EXTRACTED INFORMATION »
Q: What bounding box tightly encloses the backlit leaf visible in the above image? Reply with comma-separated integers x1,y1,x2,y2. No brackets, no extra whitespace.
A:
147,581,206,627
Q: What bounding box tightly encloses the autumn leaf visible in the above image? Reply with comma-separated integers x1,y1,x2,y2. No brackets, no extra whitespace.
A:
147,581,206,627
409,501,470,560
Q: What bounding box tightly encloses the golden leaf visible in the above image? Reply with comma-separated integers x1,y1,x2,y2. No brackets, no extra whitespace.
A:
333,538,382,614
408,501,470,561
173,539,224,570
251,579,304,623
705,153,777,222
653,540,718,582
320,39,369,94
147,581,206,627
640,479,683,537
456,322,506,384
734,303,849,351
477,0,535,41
---
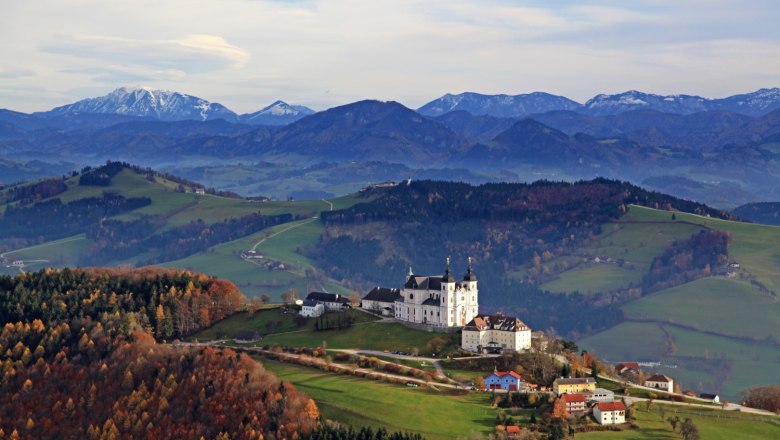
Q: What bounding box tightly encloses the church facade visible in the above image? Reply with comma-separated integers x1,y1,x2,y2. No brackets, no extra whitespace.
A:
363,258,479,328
==
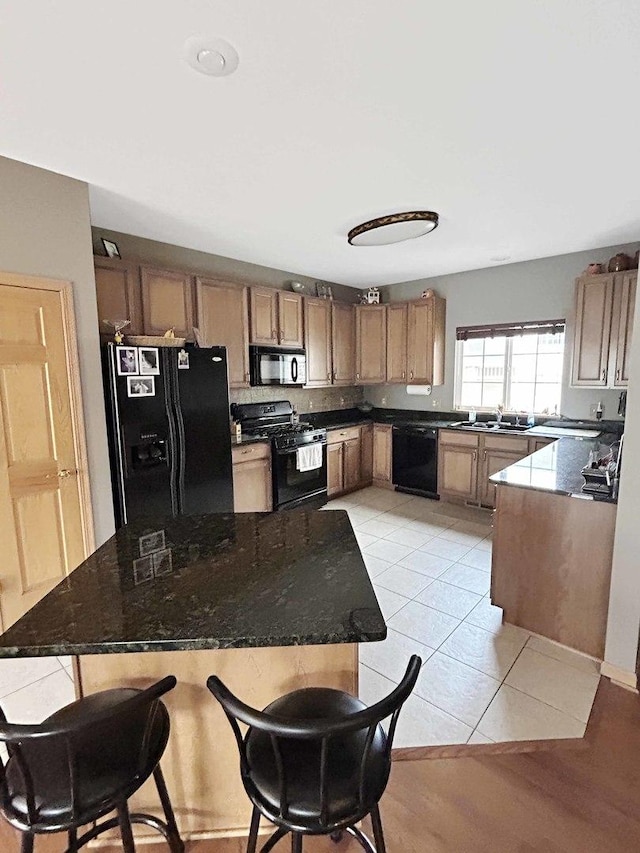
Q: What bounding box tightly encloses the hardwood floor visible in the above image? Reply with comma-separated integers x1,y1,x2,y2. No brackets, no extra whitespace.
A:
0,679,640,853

TASK DIRECTIONS » Write out the lines once more without any change, everything from the line containing "Q: What bounding box tightly encloses the hardwood" down to the line containing "0,679,640,853".

OUTPUT FOR THIS TASK »
Q: What bounding box tightly encloses the hardwood floor visible in the above image? Reply with comma-separated integers x1,y1,x2,y2. No brackets, no extra whitespace.
A:
0,679,640,853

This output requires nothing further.